### Document extract

Ah!  Actually I think that's a great idea.  I mean, it's an ugly hack,
but it should also get us something that more or less works with
*much* less work than other approaches.  So I think it's a good
interim solution.

Do you have a patch?  It's probably too late for qemu 2.10, but if we
can get it in as soon as 2.11 opens, then we should be able to get it
into the RH releases at least, which will be very helpful.

> 
> 
> Thanks,
> 
> 
> Daniel
> 
> 
> 
> 
> 
> > 
> > In the short to medium term at least, I think (2) is probably our
> > best option.
> > 
> > 
> > > I tried to hack this code by adding another break and ensure that the event
> > > got logged
> > > as HOT_PLUG (like it happens in the post-CAS) but then I got a kernel panic
> > > at boot. So
> > > I am not sure if this code needs any change or afterthought.

[Coordinate annotation entries]
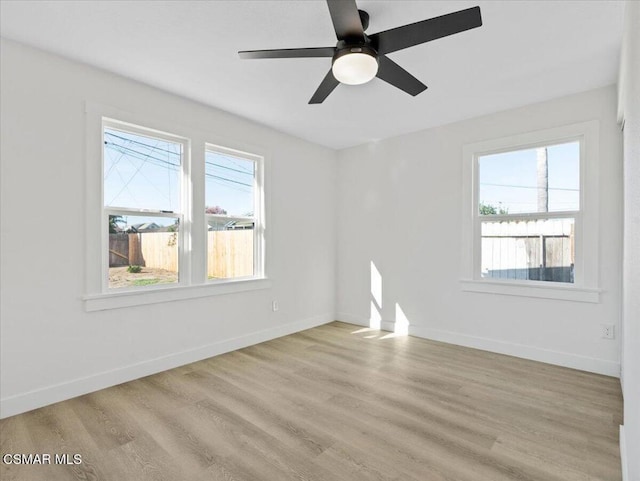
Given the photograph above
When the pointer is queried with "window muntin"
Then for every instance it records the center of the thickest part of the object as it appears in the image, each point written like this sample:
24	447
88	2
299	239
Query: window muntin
511	182
232	210
527	209
143	202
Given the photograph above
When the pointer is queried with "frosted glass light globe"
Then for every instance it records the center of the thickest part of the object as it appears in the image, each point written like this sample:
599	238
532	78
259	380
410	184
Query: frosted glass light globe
355	68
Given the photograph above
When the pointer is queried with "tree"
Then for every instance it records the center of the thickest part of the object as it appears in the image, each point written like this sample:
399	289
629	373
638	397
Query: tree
215	210
488	209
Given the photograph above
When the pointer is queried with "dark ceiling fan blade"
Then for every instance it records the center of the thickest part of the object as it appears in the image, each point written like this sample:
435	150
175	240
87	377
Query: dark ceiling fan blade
289	53
426	30
326	87
346	19
392	73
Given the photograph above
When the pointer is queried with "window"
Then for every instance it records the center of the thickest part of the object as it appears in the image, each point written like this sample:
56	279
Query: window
170	214
532	226
528	205
143	210
231	208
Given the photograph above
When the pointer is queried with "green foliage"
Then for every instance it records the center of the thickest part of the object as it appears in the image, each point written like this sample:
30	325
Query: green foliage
488	209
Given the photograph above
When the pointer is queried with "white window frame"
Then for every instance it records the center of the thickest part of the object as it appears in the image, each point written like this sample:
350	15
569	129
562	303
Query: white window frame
183	214
585	285
193	281
258	210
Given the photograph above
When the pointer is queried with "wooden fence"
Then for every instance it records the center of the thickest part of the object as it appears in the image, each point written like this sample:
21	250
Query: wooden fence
229	252
533	250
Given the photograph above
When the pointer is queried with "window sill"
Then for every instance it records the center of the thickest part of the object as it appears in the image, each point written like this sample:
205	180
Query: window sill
117	300
533	289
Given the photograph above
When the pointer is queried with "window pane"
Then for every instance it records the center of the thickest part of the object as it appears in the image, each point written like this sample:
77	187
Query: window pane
229	184
141	172
229	248
545	179
143	251
538	250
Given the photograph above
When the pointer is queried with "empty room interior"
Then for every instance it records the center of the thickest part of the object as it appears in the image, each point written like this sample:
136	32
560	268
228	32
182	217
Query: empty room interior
320	240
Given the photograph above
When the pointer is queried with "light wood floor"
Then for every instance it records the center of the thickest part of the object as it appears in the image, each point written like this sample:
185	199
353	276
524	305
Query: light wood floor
334	403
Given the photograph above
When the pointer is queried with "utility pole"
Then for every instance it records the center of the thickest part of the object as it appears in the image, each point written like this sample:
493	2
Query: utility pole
543	202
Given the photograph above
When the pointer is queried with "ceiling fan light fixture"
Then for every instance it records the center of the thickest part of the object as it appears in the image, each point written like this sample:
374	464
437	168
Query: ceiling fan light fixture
355	67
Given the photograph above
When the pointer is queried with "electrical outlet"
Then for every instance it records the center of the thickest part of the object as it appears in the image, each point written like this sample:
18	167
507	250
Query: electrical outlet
608	331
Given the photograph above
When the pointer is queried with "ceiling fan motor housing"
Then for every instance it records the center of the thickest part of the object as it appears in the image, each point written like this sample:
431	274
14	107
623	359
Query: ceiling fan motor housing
344	48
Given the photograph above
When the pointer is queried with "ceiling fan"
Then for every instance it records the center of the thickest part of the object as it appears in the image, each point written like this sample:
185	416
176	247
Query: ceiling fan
357	57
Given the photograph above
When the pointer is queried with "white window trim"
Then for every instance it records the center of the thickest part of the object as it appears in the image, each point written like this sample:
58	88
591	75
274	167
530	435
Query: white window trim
585	288
193	280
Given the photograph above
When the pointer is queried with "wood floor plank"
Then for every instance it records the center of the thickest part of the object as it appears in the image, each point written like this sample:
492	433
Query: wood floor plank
337	402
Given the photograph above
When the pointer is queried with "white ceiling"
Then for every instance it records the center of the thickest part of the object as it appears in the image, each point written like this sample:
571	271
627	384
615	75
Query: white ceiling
526	51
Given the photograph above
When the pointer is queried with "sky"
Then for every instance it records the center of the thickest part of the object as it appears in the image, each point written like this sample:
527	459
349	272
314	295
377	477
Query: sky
509	180
143	172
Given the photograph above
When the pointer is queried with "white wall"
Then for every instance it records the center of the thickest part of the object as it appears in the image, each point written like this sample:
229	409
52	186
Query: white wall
391	191
629	110
51	348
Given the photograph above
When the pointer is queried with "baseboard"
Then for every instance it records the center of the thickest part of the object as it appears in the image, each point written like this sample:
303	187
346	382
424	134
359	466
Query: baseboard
20	403
623	455
574	361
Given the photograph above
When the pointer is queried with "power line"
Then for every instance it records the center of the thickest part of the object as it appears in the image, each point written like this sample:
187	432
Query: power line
142	143
529	187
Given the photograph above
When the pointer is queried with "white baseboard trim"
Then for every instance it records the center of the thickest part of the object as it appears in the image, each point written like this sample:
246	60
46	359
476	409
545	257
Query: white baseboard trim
12	405
574	361
623	455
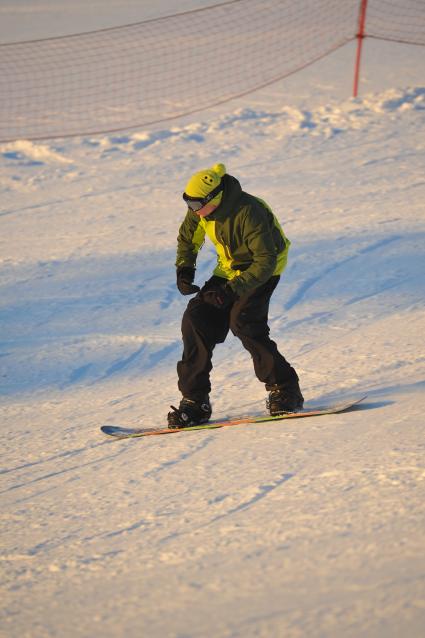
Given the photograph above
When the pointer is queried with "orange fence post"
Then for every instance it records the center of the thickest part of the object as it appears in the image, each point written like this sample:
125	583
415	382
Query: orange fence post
360	37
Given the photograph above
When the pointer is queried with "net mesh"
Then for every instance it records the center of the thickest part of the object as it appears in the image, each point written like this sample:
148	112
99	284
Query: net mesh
161	69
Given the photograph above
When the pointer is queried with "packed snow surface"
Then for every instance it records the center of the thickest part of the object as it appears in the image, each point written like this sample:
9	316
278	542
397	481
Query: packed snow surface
311	527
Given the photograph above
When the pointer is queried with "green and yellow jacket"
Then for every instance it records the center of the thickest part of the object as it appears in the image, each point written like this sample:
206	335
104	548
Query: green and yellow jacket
250	244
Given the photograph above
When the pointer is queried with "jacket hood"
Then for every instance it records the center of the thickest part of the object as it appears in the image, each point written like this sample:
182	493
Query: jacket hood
231	194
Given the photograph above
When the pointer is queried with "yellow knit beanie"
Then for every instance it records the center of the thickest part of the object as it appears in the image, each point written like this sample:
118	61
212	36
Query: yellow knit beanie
203	182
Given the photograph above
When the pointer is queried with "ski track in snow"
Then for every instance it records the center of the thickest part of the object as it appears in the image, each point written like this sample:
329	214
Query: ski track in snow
305	528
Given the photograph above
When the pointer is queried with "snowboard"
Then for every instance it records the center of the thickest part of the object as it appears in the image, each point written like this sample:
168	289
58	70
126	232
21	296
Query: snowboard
310	409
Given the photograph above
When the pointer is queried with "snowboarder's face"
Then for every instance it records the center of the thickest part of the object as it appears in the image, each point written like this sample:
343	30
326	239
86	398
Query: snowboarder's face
206	210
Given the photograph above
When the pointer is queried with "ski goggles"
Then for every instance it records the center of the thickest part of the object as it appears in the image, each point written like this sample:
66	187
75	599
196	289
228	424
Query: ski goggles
196	203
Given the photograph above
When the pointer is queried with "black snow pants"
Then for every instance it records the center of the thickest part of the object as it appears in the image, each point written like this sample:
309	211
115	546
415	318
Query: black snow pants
204	325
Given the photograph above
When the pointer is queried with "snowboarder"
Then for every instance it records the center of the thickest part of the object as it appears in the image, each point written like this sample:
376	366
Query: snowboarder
251	255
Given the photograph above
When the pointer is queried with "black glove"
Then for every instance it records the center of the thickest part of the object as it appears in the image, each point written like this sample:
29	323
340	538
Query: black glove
185	277
219	296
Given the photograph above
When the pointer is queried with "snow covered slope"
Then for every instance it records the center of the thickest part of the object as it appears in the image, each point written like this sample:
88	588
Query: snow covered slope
301	528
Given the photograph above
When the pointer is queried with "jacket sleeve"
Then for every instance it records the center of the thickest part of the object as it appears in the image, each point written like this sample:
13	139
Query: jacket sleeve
190	240
258	238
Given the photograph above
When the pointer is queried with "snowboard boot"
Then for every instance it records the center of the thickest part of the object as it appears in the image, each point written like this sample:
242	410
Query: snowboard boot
189	413
284	399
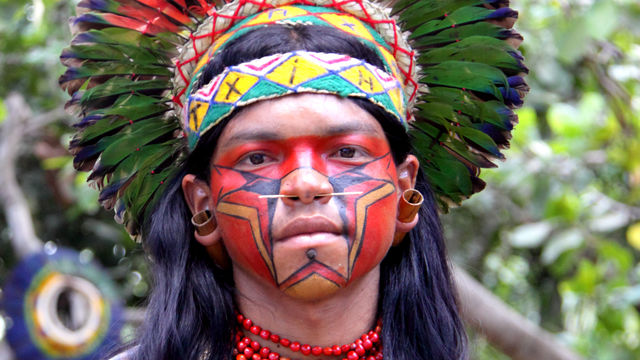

### Instruction
In the qemu discussion, what happened when the code was hacked so that the event got logged as HOT_PLUG?

### Answer for the task
A kernel panic occurred at boot.